* Required work
From the data below, pull out every line that contains the string "wheel", copying each such line without changes.

Collected data:
----
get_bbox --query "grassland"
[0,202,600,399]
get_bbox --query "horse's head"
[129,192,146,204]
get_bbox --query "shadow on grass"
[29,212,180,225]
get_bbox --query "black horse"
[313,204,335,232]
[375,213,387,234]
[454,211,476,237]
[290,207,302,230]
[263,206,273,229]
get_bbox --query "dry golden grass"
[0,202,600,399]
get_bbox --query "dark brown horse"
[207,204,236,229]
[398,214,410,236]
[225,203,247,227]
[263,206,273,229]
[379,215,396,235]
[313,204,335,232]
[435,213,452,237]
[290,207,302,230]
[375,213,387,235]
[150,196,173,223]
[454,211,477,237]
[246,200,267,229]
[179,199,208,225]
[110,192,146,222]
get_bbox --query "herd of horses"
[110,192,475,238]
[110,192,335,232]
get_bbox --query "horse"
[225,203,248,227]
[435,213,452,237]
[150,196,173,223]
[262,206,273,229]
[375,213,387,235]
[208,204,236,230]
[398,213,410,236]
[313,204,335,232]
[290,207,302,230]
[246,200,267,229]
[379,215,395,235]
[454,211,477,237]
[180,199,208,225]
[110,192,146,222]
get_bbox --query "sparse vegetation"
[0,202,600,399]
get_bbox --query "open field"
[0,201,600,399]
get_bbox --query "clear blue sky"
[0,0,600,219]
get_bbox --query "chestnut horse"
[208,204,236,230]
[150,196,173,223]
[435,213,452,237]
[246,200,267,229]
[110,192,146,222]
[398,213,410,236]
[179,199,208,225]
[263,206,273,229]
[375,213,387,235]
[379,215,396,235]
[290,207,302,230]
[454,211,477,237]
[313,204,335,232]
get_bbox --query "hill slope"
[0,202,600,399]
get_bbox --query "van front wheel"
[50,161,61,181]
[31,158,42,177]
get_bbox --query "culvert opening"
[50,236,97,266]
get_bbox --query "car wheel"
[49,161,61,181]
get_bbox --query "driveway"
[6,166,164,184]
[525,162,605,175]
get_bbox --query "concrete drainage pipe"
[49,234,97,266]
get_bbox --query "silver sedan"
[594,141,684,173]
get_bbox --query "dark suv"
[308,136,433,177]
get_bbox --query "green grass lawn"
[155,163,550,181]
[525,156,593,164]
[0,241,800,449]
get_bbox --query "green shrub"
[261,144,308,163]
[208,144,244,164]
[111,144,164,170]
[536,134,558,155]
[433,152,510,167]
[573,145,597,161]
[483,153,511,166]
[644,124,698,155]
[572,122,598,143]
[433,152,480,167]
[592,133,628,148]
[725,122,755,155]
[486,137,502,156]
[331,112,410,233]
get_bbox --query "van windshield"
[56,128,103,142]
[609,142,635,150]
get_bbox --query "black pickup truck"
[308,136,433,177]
----
* Exercise output
get_bbox --query "van front wheel"
get_bbox --query "car wheel"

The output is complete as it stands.